### [DESCRIPTION OF THE TASK]
Using the figure captions on craniopharyngioma cytokines, list the analytes that showed the greatest statistical differences between ACP and PA levels.

### [SOURCE DOCUMENT]
Keywords: Adamantinomatous craniopharyngioma; Craniopharyngioma cyst; Cytokine; IL-6; Immunomodulation; Inflammatory.

© 2017 American Association of Neuropathologists, Inc. All rights reserved.

Figures

FIGURE 1

Differential levels of cytokines and chemokines in ACPs relative to PAs based on cytometric bead analysis of tumor cyst fluid. Significant differences in protein levels were identified in 16 of 41 analytes tested. The greatest statistical differences between ACP and PA levels were identified in IL-6, IL-10, IL-8 and CXCL1.

FIGURE 2

(A–C) Gene expression of IL-6 and IL-6 receptor components in ACPs and a panel of 148 other brain tumors and normal brain specimens including pilocytic astrocytomas (PAs), atypical teratoid/rhabdoid tumors (AT/RTs), ependymomas (EPNs), glioblastomas (GBMs), gangliogliomas (GGs), medulloblastomas (MEDs), and embryonal tumors (EmTs). Values are expressed as log2 gene expression. Horizontal red bars represent the mean, and error bars represent standard error of the mean (SEM). (D–F) Immunohistochemical stains of human ACP tissues using anti-IL-6Rα antibody (Santa Cruz Biotechnologies). (D, 10× magnification) ACP tissue demonstrates strong staining throughout the stellate reticulum, with sparse staining in the adjacent reactive gliotic region and epithelial regions (E, 20× magnification). Redemonstration of IL-6Rα staining in the stellate reticulum (f, 10× magnification). Sparse IL-6Rα staining in the reactive glial tumor region adjacent to the epithelium and stellate reticulum. (G–I) Double immunofluorescence staining revealing the expression of pSTAT3 (red) and β-catenin (green) in both epithelial and surrounding glial tumor components. Labels in panel (E) include whorl-like epithelial regions (EW), palisading epithelium (PE), and reactive/glial supporting tissue (GS). Cell nuclei are counterstained with DAPI (blue in panel F).

FIGURE 3

Gene expression of (A)CXCL1, IL-8 and CXCR2 in ACPs and a panel of 148 other brain tumors and normal brain specimens including pilocytic astrocytomas (PAs), atypical teratoid/rhabdoid tumors (AT/RTs), ependymomas (EPNs), glioblastomas (GBMs), gangliogliomas (GGs), medulloblastomas (MEDs), and embryonal tumors (EmTs). Values are expressed as log2 gene expression. Horizontal red bars represent the mean, and error bars represent standard error of the mean (SEM). (B–D) In situ hybridization in histological sections of human ACPs demonstrating the expression of CXCR2 throughout the tumor tissue. Panel (B) demonstrates a low-magnification view; panel (C) demonstrates a high magnification view with expression within an epithelial whorl (EW) as well as within the stellate reticulum (SR); panel (D) demonstrates intermittent expression within the reactive/glial supporting tissue (GS) as well as palisading epithelium (PE).

### [STORED DATA]
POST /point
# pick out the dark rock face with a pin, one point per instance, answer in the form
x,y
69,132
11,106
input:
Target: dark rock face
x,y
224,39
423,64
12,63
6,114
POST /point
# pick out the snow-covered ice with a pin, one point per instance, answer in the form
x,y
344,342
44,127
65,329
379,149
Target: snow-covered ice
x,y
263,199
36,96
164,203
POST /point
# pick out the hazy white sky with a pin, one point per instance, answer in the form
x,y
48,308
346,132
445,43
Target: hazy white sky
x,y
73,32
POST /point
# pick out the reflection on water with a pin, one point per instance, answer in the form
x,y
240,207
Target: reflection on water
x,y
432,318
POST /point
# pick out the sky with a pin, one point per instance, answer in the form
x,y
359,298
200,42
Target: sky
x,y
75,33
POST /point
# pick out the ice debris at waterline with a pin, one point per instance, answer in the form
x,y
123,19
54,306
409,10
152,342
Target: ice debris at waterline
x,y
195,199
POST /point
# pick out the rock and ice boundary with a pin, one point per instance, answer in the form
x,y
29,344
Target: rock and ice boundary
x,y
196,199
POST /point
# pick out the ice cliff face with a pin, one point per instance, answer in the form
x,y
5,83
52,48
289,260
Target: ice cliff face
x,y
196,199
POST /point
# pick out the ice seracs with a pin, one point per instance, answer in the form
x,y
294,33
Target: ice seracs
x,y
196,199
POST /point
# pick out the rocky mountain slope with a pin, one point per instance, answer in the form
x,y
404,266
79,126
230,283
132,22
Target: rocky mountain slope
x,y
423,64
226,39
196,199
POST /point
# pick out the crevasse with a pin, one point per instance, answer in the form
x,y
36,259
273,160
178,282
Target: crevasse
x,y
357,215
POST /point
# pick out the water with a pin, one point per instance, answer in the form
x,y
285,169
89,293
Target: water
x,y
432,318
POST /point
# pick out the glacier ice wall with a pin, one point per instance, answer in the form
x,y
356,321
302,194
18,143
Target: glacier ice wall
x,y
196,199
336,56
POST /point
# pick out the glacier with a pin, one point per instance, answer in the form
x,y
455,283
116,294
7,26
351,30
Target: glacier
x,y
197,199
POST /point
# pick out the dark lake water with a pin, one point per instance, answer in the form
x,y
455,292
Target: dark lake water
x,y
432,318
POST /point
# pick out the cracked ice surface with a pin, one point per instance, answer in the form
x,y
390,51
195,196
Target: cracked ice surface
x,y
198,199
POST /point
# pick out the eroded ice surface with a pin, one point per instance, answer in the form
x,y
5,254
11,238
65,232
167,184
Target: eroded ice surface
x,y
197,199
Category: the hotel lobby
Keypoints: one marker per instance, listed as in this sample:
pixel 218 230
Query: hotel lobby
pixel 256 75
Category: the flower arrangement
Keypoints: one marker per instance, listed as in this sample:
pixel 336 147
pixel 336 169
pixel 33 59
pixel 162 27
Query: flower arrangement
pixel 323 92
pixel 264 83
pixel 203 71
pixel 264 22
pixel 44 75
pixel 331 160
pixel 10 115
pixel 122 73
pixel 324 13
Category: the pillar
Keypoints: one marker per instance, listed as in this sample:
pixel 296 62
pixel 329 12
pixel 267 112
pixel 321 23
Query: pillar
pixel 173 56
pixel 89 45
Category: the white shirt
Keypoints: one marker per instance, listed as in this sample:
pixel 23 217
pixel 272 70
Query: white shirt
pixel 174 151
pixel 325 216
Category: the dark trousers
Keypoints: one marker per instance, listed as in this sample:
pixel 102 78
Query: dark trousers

### [ANSWER BOX]
IL-6, IL-10, IL-8 and CXCL1